-- begin DATA TO PROCESS --
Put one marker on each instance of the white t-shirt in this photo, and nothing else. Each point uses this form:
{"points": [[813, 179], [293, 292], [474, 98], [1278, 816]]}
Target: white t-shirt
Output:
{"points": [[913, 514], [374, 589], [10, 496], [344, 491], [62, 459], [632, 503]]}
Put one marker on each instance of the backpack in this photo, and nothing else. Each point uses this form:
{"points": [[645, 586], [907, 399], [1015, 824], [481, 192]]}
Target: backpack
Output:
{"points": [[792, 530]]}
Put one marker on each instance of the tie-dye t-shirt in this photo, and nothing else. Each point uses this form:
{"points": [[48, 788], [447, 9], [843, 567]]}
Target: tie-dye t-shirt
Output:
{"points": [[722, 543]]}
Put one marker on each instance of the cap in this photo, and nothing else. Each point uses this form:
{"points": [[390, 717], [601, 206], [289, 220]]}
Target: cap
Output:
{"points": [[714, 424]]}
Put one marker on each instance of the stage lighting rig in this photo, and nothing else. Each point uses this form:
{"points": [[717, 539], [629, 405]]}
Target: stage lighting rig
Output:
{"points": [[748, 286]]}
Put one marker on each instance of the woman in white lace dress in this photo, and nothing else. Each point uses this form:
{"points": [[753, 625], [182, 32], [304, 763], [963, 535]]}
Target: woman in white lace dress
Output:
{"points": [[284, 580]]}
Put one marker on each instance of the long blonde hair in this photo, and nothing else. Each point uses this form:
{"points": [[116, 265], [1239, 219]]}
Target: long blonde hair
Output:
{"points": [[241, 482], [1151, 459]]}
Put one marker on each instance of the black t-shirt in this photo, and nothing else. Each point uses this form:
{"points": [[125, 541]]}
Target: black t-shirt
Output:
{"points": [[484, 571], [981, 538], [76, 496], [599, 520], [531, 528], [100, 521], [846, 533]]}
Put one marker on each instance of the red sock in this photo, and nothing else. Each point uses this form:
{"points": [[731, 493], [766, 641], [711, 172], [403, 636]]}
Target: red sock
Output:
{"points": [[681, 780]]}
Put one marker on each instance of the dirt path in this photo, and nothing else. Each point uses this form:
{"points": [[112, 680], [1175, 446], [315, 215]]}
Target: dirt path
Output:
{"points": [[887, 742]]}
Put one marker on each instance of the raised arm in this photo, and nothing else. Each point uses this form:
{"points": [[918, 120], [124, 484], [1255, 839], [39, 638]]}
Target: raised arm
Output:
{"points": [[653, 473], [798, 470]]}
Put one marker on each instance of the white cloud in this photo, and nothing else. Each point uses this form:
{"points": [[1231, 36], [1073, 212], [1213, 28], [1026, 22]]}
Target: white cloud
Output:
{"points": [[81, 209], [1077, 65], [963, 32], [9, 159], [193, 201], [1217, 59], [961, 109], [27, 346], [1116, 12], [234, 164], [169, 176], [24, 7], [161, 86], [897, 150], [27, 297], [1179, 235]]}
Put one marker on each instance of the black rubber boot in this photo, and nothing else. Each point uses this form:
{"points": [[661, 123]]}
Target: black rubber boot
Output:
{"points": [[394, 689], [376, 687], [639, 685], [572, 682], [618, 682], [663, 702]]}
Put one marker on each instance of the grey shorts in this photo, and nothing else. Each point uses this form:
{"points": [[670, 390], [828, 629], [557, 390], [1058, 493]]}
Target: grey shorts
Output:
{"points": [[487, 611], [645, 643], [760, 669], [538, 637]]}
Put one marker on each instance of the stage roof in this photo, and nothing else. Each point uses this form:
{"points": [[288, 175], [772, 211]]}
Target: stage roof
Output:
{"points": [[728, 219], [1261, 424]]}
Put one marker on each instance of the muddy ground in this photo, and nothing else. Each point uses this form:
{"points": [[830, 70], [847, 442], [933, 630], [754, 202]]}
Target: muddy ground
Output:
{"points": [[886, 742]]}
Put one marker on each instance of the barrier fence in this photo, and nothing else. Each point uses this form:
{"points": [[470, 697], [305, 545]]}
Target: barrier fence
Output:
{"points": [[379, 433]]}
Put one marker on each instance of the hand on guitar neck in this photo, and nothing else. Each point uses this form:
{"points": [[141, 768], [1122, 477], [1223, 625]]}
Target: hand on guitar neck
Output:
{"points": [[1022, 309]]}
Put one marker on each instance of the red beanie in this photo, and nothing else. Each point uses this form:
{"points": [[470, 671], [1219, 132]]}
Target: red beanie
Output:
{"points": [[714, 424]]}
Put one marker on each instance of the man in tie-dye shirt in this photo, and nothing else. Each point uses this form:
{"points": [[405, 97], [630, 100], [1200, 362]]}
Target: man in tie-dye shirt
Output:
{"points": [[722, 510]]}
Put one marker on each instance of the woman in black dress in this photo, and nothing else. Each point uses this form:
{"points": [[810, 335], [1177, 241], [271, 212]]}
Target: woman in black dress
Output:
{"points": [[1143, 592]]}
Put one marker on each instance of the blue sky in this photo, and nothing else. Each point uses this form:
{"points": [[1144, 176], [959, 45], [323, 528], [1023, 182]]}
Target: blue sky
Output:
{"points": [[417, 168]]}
-- end DATA TO PROCESS --
Reproduce every record above exactly as it appears.

Put one marker on each instance of the white t-shirt in this photo, and nothing else. Each point uses this form:
{"points": [[813, 179], [293, 292], [474, 98], [1278, 816]]}
Target: white t-shirt
Output:
{"points": [[913, 514], [374, 589], [10, 496], [344, 491], [62, 459], [632, 503]]}
Put one marker on each instance of the backpack in this photo, and nothing else. Each point uses this form:
{"points": [[645, 586], [907, 399], [1015, 824], [481, 192]]}
Target: backpack
Output:
{"points": [[792, 530]]}
Put one marker on each instance of the tie-dye t-shirt in this photo, and nothing else. Each point uses this form:
{"points": [[48, 788], [447, 9], [843, 567]]}
Target: tie-dye t-shirt
Output:
{"points": [[722, 543]]}
Put one marker on each instance of the cap in this photo, and nothing else. Each point uses this form:
{"points": [[390, 717], [601, 206], [289, 220]]}
Target: cap
Output:
{"points": [[714, 424]]}
Put one marker on each instance of the stage lighting rig in this photo, and nothing else. Each point uses this form:
{"points": [[717, 539], [629, 405]]}
Target: stage lighting rig
Output:
{"points": [[748, 286]]}
Put one marker on each instance of the woman in white lace dress in this photo, and nothing else. Each point uses this form:
{"points": [[753, 625], [182, 32], [304, 763], [963, 535]]}
Target: woman in white lace dress
Output:
{"points": [[284, 580]]}
Put one marker on each instance of the long blonde hair in this photo, and nothing else. Each point uses this form:
{"points": [[116, 265], [1239, 219]]}
Target: long blonde hair
Output:
{"points": [[241, 482], [1151, 459]]}
Put one marker on each instance of the black t-shirt in this photo, and nothing else. Each point uses this form:
{"points": [[125, 541]]}
Target: black t-shirt
Output:
{"points": [[484, 571], [981, 538], [76, 496], [599, 520], [531, 528], [100, 521], [846, 533]]}
Put one marker on each instance of the red sock in this photo, and nothing else. Each point uses this form:
{"points": [[731, 493], [766, 641], [711, 172], [403, 636]]}
Target: red sock
Output:
{"points": [[681, 780]]}
Put one marker on each instance of the dirt path in this photo, and nothing else. Each point uses this form:
{"points": [[112, 680], [1175, 446], [315, 215]]}
Target: dirt path
Output:
{"points": [[887, 742]]}
Put one marker on each instance of the raised arm in this photo, and nothing else. Each point uses this form:
{"points": [[918, 120], [124, 484], [1255, 839], [39, 638]]}
Target: raised arm
Output:
{"points": [[653, 473], [798, 470]]}
Put one marker on each instance of the white cloud in this photo, and nothing else. Each point uses this form:
{"points": [[1231, 36], [1073, 212], [1213, 28], [1026, 22]]}
Target: white cloud
Output:
{"points": [[81, 209], [1077, 65], [963, 32], [9, 159], [193, 201], [1217, 59], [961, 109], [27, 346], [1116, 12], [234, 164], [169, 176], [24, 7], [161, 86], [897, 150], [27, 297], [1179, 235]]}
Put one marker on each instance of the black rubber boot in this photo, and nothing else. Each point uses this form:
{"points": [[661, 123]]}
Target: black rubber boot
Output:
{"points": [[394, 689], [376, 687], [639, 685], [572, 682], [618, 682], [663, 702]]}
Put one marker on each instance of the grey shorts in this photo, and nothing else. Each point uses this form:
{"points": [[670, 390], [828, 629], [557, 390], [1058, 493]]}
Target: grey shorts
Output:
{"points": [[487, 611], [645, 643], [760, 669], [538, 637]]}
Put one marker on each instance of the stage roof in this photo, and nothing else. Each point uses this form:
{"points": [[288, 175], [772, 211]]}
Target: stage roof
Output:
{"points": [[728, 219], [1261, 424]]}
Put one marker on each instance of the muddy ground in this photo, and nothing else. Each point uses this form:
{"points": [[830, 70], [847, 442], [933, 630], [754, 202]]}
Target: muddy ground
Output:
{"points": [[886, 742]]}
Put one marker on each instance of the barrier fence in this photo, and nothing else. Each point uses this form:
{"points": [[470, 697], [305, 545]]}
Target: barrier fence
Output:
{"points": [[379, 433]]}
Put one marker on each instance of the hand on guitar neck in this photo, and nothing else. Each point uses this form:
{"points": [[141, 768], [1122, 477], [1223, 625]]}
Target: hand on guitar neck
Output:
{"points": [[1022, 309]]}
Put one marker on each instance of the red beanie in this photo, and nothing else. Each point uses this form:
{"points": [[470, 671], [1219, 132]]}
Target: red beanie
Output:
{"points": [[714, 424]]}
Put one marker on each instance of the man in tie-dye shirt in this photo, and nothing else. Each point uses this form:
{"points": [[405, 97], [630, 100], [1200, 362]]}
Target: man in tie-dye shirt
Output:
{"points": [[722, 510]]}
Put one marker on each instance of the woman in black dress in this photo, and nothing else. Each point uses this form:
{"points": [[810, 335], [1177, 241], [271, 212]]}
Target: woman in black dress
Output:
{"points": [[1143, 592]]}
Put one marker on each instance of the blue sky in this photo, and nothing else. Each point uses this form:
{"points": [[1144, 176], [959, 45], [323, 528], [1023, 182]]}
Target: blue sky
Output:
{"points": [[417, 168]]}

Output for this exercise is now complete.